Direction 1: Reproduce everything in the model railway forum thread from "eventually, hopefully" down to "does to brass.".

== Extract to read

Aldeburgh Harbour, A Suffolk branch, Gauge 3 indoors.

Discussion in 'G3' started by geoff_nicholls, 11 October 2014.

  1. Mike W

    Mike W Western Thunderer

    So you could do a dozen sets of parts for the J65 and sell them to recover the tooling costs. I am certain you would sell them.
     
  2. Spitfire2865

    Spitfire2865 Western Thunderer

    Any reason you etch so thick rather than lasercut? Steel makes for great chassis components.
     
  3. geoff_nicholls

    geoff_nicholls Western Thunderer

    eventually, hopefully
    Although I like laser cutting, because you don't get that mismatched edge, I wanted to fold the hornblock guides and frame spacers, so I needed the half etch capability. Also, I hate soldering, but I really hate soldering steel
     
  4. Mike W

    Mike W Western Thunderer

    Oh Geoff, soldering steel is easy. Nice big 80 watt iron. Bakers fluid. Plumber's lead/tin solder. Nice hot iron - and it flows like it was on brass. Admittedly the steel then rusts within minutes, but the joint will be good. Scub in the sink to remove any remaining flux (when nobody is watching), dry and then dunk in Jenolite for half an hour and its ready for painting. Halfords self-etching grey primer probably sticks better than it does to brass.

    Next time you are here we can try a few bits and see if I can convince you.
     
  5. adrian

    adrian Flying Squad

    Wholeheartedly agree - although in this scale with a small blowtorch and the thickness of material then I think brazing is a viable alternative.

    That's not difficult, in my opinion brass is a horrible material to paint - any material will probably take paint better than brass. :eek:
     
  6. Spitfire2865

    Spitfire2865 Western Thunderer

    The only issue with steel, and it more affects me on account of being approximately 200ft from the Atlantic Ocean, is it rusts like crazy here. So chassis building requires quick work.

====
== The input

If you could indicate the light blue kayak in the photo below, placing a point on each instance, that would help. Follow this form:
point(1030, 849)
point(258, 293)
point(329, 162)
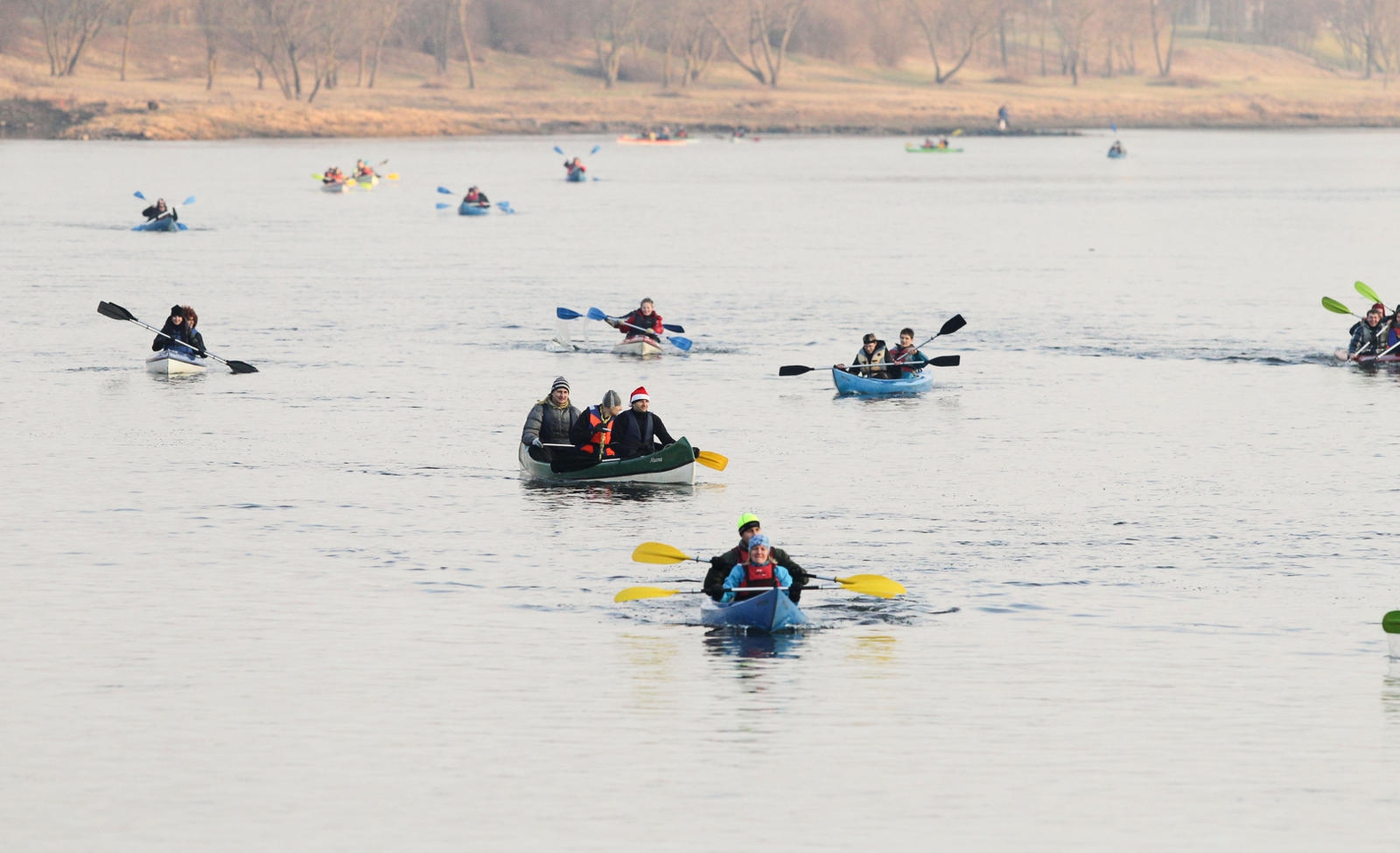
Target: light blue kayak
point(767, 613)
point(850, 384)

====

Direction 2: Turn the lines of the listing above into a numbered list, skipping blank lines. Leave out the pictures.

Full solution 1:
eventually, hopefully
    Although I like laser cutting, because you don't get that mismatched edge, I wanted to fold the hornblock guides and frame spacers, so I needed the half etch capability. Also, I hate soldering, but I really hate soldering steel
     
  4. Mike W

    Mike W Western Thunderer

    Oh Geoff, soldering steel is easy. Nice big 80 watt iron. Bakers fluid. Plumber's lead/tin solder. Nice hot iron - and it flows like it was on brass. Admittedly the steel then rusts within minutes, but the joint will be good. Scub in the sink to remove any remaining flux (when nobody is watching), dry and then dunk in Jenolite for half an hour and its ready for painting. Halfords self-etching grey primer probably sticks better than it does to brass.

Full solution 2:
1. If you could indicate the light blue kayak in the photo below, placing a point on each instance, that would help. Follow this form:
2. point(1030, 849)
3. point(258, 293)
4. point(329, 162)
5. Target: light blue kayak
6. point(767, 613)
7. point(850, 384)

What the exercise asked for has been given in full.